Task goal: Copy all the material that follows, keeping every character the same.

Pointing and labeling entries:
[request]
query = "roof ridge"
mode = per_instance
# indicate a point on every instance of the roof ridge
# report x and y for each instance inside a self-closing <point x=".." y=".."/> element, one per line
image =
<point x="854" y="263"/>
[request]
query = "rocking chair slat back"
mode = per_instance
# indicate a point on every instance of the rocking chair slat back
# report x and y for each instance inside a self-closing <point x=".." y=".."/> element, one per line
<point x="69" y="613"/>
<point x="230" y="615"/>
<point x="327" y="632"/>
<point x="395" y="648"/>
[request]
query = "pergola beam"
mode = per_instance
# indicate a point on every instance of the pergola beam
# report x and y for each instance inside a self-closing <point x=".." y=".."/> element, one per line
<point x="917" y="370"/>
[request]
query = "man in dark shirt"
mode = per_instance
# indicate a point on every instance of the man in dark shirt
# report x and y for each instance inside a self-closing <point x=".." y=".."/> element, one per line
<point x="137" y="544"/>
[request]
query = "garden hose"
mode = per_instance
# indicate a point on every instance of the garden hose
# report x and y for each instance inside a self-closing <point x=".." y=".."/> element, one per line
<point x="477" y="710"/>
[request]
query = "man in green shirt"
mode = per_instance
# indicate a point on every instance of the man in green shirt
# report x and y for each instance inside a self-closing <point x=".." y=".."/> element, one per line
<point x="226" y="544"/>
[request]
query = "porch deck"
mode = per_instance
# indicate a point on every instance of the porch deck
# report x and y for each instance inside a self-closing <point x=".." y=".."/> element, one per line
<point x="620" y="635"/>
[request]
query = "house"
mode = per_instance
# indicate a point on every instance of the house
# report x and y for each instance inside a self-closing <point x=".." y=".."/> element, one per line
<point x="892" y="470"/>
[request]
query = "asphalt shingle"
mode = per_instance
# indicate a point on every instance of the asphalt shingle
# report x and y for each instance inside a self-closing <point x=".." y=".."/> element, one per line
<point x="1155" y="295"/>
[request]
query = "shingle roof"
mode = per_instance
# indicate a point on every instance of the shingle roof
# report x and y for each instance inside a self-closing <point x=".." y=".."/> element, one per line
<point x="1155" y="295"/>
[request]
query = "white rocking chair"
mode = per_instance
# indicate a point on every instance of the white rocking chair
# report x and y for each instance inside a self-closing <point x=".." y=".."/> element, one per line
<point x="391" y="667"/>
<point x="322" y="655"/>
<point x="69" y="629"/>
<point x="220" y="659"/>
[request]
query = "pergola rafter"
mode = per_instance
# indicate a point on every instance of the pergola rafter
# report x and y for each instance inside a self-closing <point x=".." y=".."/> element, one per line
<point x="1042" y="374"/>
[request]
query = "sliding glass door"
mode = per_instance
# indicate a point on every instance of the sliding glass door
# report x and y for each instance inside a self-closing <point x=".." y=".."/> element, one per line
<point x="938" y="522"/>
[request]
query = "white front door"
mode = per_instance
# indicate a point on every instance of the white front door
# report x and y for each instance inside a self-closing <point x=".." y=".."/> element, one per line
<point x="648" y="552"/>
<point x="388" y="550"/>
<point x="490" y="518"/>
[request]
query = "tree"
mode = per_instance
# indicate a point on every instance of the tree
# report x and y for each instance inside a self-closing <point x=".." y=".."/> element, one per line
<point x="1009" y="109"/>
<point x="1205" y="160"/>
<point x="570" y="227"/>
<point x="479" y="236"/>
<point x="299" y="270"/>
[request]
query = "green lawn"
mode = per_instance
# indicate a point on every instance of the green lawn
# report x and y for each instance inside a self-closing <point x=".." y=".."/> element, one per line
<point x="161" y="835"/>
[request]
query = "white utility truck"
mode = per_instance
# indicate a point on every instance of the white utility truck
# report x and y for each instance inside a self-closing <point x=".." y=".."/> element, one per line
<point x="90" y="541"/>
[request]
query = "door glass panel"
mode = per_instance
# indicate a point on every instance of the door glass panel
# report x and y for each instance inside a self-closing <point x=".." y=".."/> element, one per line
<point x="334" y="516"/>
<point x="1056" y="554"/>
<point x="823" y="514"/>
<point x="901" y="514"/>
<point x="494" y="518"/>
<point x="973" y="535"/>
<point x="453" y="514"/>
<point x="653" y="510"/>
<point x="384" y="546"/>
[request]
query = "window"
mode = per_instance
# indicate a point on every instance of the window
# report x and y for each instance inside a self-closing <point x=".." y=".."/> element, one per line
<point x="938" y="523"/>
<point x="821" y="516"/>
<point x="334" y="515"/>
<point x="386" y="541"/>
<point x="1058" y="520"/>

Correct response:
[request]
query = "roof ridge"
mode = per_instance
# indicate a point on every instance of the roof ridge
# report x and y for each instance inside a self-closing <point x=".." y=".."/> element, one per line
image =
<point x="854" y="263"/>
[request]
query = "rocking chair slat back"
mode = per_instance
# indicate a point on every instance of the rocking chair slat back
# report x and y for each instance inside a self-closing <point x=".." y=".."/> element, one per line
<point x="69" y="613"/>
<point x="230" y="615"/>
<point x="327" y="632"/>
<point x="395" y="648"/>
[request]
query = "pergola beam"
mode = per_instance
# indicate a point on every instance of the pergola beam
# report x and y for each instance inside a self-closing <point x=".." y=".."/> element, one per line
<point x="917" y="370"/>
[request]
query = "man in dark shirt"
mode = per_instance
# indicate a point on every instance of the man in dark shirt
# report x and y for each instance inside a self-closing <point x=".." y=".."/> element, one per line
<point x="137" y="544"/>
[request]
query = "garden hose"
mode = per_instance
# indicate a point on every instance of the garden hose
# report x and y for each instance inside a self-closing <point x=".." y=".."/> element, one per line
<point x="477" y="710"/>
[request]
query = "man in green shirt"
mode = per_instance
# indicate a point on every instance of the man in green shirt
# report x and y for each instance inside a self-closing <point x=".." y=".."/> element, one per line
<point x="226" y="544"/>
[request]
query = "porch deck"
mode = per_instance
# indicate a point on every instance of the porch deck
# report x and y for each instance inside a self-closing <point x=".." y=".."/> element, one per line
<point x="620" y="635"/>
[request]
query = "house"
mode = per_instance
# indicate a point on every instance of the house
# report x and y for each instance inside a self-closing <point x=".." y=".."/> element, one per line
<point x="892" y="470"/>
[request]
query = "asphalt shingle"
mode = per_instance
# indicate a point on every instance of the asphalt shingle
# report x and y for each instance inside a self-closing <point x=".." y=".."/> element, one per line
<point x="1155" y="295"/>
[request]
query = "shingle roof"
mode = per_instance
# indicate a point on every instance of the shingle roof
# report x and y for each instance inside a self-closing <point x=".." y=".."/> element, one per line
<point x="1155" y="295"/>
[request]
query = "white rocking chair"
mode = per_instance
# indicate a point on every instance of the white rocking chair
# report x and y for each instance inside a self-closing <point x=".." y=".."/> element, one per line
<point x="391" y="667"/>
<point x="322" y="655"/>
<point x="69" y="629"/>
<point x="220" y="659"/>
[request]
query = "pergola rafter"
mode = per_instance
# indicate a point on every instance of the pergola rafter
# report x and y for each instance inside a self-closing <point x=".." y=".."/> element, one per line
<point x="1042" y="374"/>
[request]
query = "sliding glass door"
mode = per_instance
# indicate a point on every instance of the sliding glass door
# report x and y for each instance inside a self-closing <point x=".." y=".."/> element, one per line
<point x="938" y="522"/>
[request]
query = "white front door"
mode = per_instance
# indicate a point on every instance of the white front door
# report x and y for each instance inside a self-closing <point x=".." y=".."/> element, one per line
<point x="648" y="552"/>
<point x="388" y="550"/>
<point x="490" y="518"/>
[request]
query = "tree"
mode = per_instance
# indicate a point on every instance of the tree
# report x and y for each instance inside a self-closing <point x=".." y=".."/> element, one per line
<point x="1009" y="109"/>
<point x="1205" y="160"/>
<point x="570" y="227"/>
<point x="479" y="236"/>
<point x="299" y="270"/>
[request]
query = "green lawn"
mode = per_instance
# indicate a point on every instance of the green lawn
# report x and y for each instance inside a self-closing <point x=".." y=".."/> element, one per line
<point x="161" y="835"/>
[request]
query = "white utility truck"
mode = per_instance
# indicate a point on every instance of the white utility truck
# report x and y for each instance inside a self-closing <point x=".." y=".."/> element, one per line
<point x="90" y="541"/>
[request]
query = "door glass panel"
mode = per_instance
# indicate a point on every instance of the door glass panel
# report x and y for each instance inside a self-closing <point x=".." y=".."/> element, one per line
<point x="334" y="516"/>
<point x="1056" y="554"/>
<point x="823" y="514"/>
<point x="901" y="514"/>
<point x="494" y="518"/>
<point x="973" y="535"/>
<point x="453" y="514"/>
<point x="653" y="510"/>
<point x="384" y="546"/>
[request]
query = "window"
mode = per_instance
# indicate a point on every instance of the window
# report x and y for each instance inside a self-closing <point x=".." y=".."/> element, one per line
<point x="938" y="523"/>
<point x="821" y="516"/>
<point x="334" y="515"/>
<point x="386" y="541"/>
<point x="1058" y="520"/>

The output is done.